Не было, видим мы теперь, единой воли у идущих, не было ее еще ни разу. Будет ли когда-нибудь?
Майская эпопея скатилась, как волна, оставив после себя полосы опустошения; нас только сдавили, задушили новыми распоряжениями и декретами, новыми запрещениями и ограничениями, — новые замки повесили на двери тюремные. Да цены сразу удвоились, так что волей-неволей приходилось думать о последней рубашке — когда, сегодня или завтра снимать ее, чтоб послать на рынок.
Но думалось и об этом как-то тупо. Не уныние, а именно тупость начинала все больше овладевать всеми. Собственно наша внешняя жизнь изменялась так медленно и незаметно, что на первый взгляд, вот тогда весной 19 года, все было как бы то же: та же квартира, сохраненная заботами И. И., в кухне та же старенькая няня моя, та же преданная им служанка, деревенская девушка, с отвращением и покорностью глядящая на «этих коммунистов». Правда, пустели полки с книгами, унесли пианино, постепенно срывались занавесы с окон и дверей, а в кухне бедная моя, едва живая старушка тщетно суетилась над полупустыми горшками и бранилась с таинственными личностями, на ухо обещающими картофель по сту рублей фунт. Кухня — была у нас самое оживленное место в квартире. Кого-кого там не приходилось мне видеть! Кухонные митинги порою давали нам очень живую информацию.
Все пустеющая рабочая комната, балкон, с которого, поверх зеленых шапок Таврического сада, можно видеть главы страшного Смольного, бледнозолотые в белую майскую ночь, — о, какое странное томление, какая — словно предсмертная — тоска!
Какие-то сны. О большевиках. Что их свалили. Кто? Новые, странные люди. Когда? Сорок седьмого февраля.
«Дяденька, я боюсь!» — пищит мальчишка в Тургеневском сне «Конец света». И вдруг: «Гляньте! земля провалилась!»
У нас улица провалилась. Окна закрыты, затыканы чем можно. Да и нету там, за окнами, ничего. Тьма, тишина, холод, пустота.

■ ■ ■

УСЛОВИЕ ЗАДАЧИ.
Перечислите, чем, согласно отрывку о весне 1919 года, «нас только сдавили, задушили» после майских событий.

ИСХОДНЫЕ ДАННЫЕ.
■ ■ ■

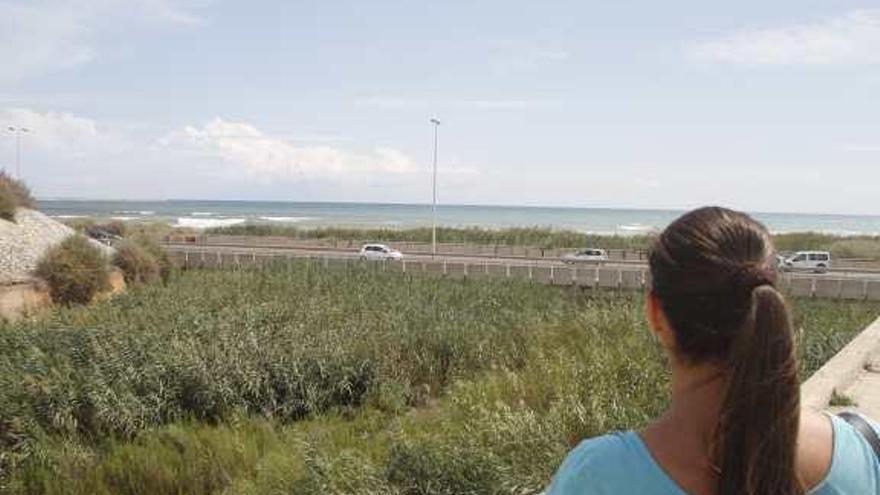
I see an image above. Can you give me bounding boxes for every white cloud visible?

■ ■ ■

ОТВЕТ К ЗАДАНИЮ.
Новыми распоряжениями, декретами, запрещениями и ограничениями.